Image from the ‘No Olympics LS’ article, “How to report on the Olympics.”

I realise this might just be me, but I’m finding it hard to love the Olympics this time around. It might be the time zone, although I remember enjoying the Beijing games in 2008. It might be the fact that a significant majority of Japanese people didn’t want the Games to happen, or the empty venues.

Of course, that at least means that spectators holding goods made by the competitors of the Games’ sponsors don’t have them removed at the gates of the venues by the stewards.

Dealing with the devil

The question of whether the Games would go ahead is a reminder that agreeing to host a games is a deal with the devil. As Helen Jefferson Lenskyj explained in The Conversation:

If anyone was unaware of the IOC’s use and abuse of power before 2020, events surrounding the Tokyo Olympics during the COVID-19 pandemic have shed unprecedented light on the organization’s iron grip over host cities and countries…

The host city contract for every Olympics states the IOC is the only party empowered to postpone or cancel the event. The contract has a weak “force majeure” clause that states “if the IOC has reasonable grounds to believe, in its sole discretion, that the safety of participants… would be seriously threatened or jeopardised for any reason whatsoever.”

Pulling out

In the Financial Times (paywalled), the sports analyst Stefan Szymanski noted that cities, and citizens, were finding the idea of hosting the Olympics much less attractive:

Numerous cities have pulled out of bidding in recent years, often after fairly decisive citizen referendums, including Boston, Calgary, Innsbruck, Munich, Hamburg, Oslo and Bern. The most embarrassing instance was Denver, which declined after the city had already been chosen. Eleven cities bid for the 2004 Games; 20 years later, only two ended up with their hat in the ring for 2024, Paris and Los Angeles, after other bidders withdrew. The IOC, panicked that the number might fall to zero, hastily awarded one Olympics to each of them, 2024 and 2028. Last week, the IOC announced Brisbane as the winner of the 2032 games — the only competitor left after the committee had excluded all others.

The wrong side

So it seems that the Olympics is losing its shine. An event can only absorb so much venality, after all. In a more politicised environment for professional sport, the Games is on the wrong side—not that it’s just about athletes, as The Conversation article reminds us:

The muzzling of free speech and freedom of assembly extends beyond athletes to residents of host countries and international visitors. The Olympic Charter overrides freedoms that are universally accepted in democracies by prohibiting protests in or near Olympic venues. These areas become de facto IOC territory for the duration of the Games.

And one of those signs that the IOC has a tin ear is represented by the vast pay-TV deal it’s done with Discovery for both this and the 2024 Olympic Games.

Billions of dollars

For most sports, this decision is usually a finely balanced one: pay-TV reduces the appeal of the sport to a wider public, while pumping money into it that the game can use to develop, help smaller teams, or support its grassroots. For a sport like cricket, at least in the UK, the money helped, but pay-TV hid the game from young players, and it’s now finding ways to get back onto free-to-air TV again.

# EXTRACTED DATA:
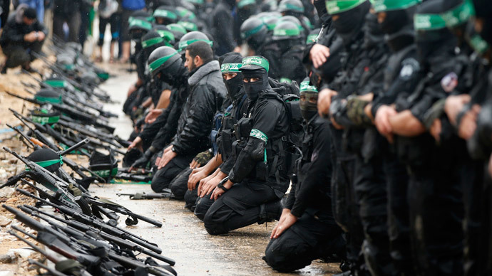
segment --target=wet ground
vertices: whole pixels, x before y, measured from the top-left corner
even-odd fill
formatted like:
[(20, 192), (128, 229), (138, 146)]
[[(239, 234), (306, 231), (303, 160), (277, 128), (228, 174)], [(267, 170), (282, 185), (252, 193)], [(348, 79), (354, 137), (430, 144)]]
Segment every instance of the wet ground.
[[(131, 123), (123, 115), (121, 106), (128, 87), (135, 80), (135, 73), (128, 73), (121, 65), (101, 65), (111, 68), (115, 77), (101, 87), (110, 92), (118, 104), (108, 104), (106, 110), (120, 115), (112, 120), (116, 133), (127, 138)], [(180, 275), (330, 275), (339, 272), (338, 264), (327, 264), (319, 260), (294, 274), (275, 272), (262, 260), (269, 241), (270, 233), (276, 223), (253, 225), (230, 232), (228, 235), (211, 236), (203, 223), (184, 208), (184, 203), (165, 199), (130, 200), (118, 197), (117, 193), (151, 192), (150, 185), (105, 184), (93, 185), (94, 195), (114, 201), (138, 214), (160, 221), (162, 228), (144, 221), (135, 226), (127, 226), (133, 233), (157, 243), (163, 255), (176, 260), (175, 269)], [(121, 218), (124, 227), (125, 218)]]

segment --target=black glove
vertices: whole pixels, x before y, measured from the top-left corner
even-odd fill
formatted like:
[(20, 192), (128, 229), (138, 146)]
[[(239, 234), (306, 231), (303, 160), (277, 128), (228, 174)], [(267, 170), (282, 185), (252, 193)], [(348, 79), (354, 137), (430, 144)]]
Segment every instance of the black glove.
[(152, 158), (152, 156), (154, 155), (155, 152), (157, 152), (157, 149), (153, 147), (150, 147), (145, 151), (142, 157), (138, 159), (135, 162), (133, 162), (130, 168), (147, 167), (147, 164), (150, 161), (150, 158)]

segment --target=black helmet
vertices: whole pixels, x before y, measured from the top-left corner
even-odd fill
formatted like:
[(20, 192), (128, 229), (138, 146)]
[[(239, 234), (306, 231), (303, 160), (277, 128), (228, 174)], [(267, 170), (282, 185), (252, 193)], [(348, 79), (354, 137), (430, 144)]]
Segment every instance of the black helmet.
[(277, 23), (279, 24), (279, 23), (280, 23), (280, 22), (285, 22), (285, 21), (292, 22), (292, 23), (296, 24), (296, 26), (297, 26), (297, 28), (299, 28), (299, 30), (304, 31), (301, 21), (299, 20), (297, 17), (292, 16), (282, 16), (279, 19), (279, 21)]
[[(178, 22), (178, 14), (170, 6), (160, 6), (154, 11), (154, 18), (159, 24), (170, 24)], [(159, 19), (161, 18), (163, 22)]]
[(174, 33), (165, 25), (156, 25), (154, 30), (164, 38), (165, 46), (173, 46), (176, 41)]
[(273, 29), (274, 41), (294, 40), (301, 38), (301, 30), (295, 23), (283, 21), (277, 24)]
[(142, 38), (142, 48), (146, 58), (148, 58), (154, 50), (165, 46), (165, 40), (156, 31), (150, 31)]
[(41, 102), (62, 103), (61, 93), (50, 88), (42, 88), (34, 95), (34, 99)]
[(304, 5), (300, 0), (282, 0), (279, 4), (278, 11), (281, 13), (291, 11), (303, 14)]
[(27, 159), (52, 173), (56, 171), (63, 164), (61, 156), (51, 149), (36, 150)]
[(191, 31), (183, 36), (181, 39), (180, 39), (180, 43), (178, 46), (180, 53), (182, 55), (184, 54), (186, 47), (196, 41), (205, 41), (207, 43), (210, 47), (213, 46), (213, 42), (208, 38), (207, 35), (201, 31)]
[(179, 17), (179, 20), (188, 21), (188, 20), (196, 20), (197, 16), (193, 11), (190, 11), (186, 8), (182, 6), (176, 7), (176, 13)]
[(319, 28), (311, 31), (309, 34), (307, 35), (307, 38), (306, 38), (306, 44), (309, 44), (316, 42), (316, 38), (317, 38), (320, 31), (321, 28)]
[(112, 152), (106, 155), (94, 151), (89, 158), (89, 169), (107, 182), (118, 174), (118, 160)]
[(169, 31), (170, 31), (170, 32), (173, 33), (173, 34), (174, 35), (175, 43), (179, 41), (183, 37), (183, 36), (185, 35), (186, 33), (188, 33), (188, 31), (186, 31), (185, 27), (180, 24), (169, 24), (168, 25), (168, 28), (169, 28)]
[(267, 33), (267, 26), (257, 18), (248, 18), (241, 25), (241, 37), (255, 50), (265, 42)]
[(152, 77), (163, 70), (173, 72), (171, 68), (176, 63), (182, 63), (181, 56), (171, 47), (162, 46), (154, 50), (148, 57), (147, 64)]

# TASKS TO COMPLETE:
(1) Do these statements agree with the Olympics piece above? Answer yes or no for each and quote the words that settle it.
(a) Under the host city contract, either the IOC or the host city may cancel the event.
(b) Eleven cities bid for the 2004 Games.
(c) Denver withdrew before it had been chosen as host.
(2) Using the Olympics piece above, answer each of these briefly:
(a) Which company has the IOC's pay-TV deal?
(b) Which city did the IOC announce as the winner of the 2032 games?
(c) In what year were the Beijing games that the writer remembers enjoying?
(3) Extend the Olympics piece above, starting right after its final paragraph on cricket and pay-TV.

# ANSWERS TO THE EXERCISE:
(1)
(a) No: "the IOC is the only party empowered to postpone or cancel the event."
(b) Yes: "Eleven cities bid for the 2004 Games"
(c) No: "which declined after the city had already been chosen."

(2)
(a) Discovery
(b) Brisbane
(c) 2008

(3)
But it’s not exactly clear what the IOC will do with the billions of dollars that it has been paid for Discovery. And impressions of the Games are certainly harmed by the fact that the there’s much thinner coverage on free-to-air television.

Szymanski suggests that it’s time for the Olympic Committee to bring more to its party—pointing to the fortunes it has accumulated—in a way that speaks to the ideals of the founders. First, re-focus on the competitors:

There is a solution. First, scale down the Games so they can turn into inclusive rather than exclusive events… Athletes do not have to compete in palaces and cathedrals. More intimate settings can be more appealing than the glitz that has spread over the Games like a golden fungus.

Second, support the development of the cities who host the Games:

The IOC should also make it its mission to help cities without the necessary facilities — cities that love sport but cannot afford a new stadium… But what if the IOC, rather than demanding public expenditures, offered to contribute more from its huge revenues to finance an expansion of the public transport system; to construct an Olympic Village as affordable housing; and to renovate the venues already in place rather than demand new ones? The question should not be what a city can do for the Olympics, but what the Olympics can do for a city.

No Olympics LA

This seems unlikely to happen unless cities stop bidding completely for the Games, although given the recent decline in interest, that might be a possibility. In the meantime, let me point you towards Nolympicsla.com, a site that is protesting against the 2028 Los Angeles Games. The front page spells it out:

You can’t support both the Olympics and the Movement for Black Lives.

Here’s why. It’s time to #PickASide.

The site has a whole mass of resources, including critiques of the Tokyo Games and a whole lot of press material on the downsides of the Games. It’s worth a look.

Thanks to Peter Curry for the link to No Olympics LA.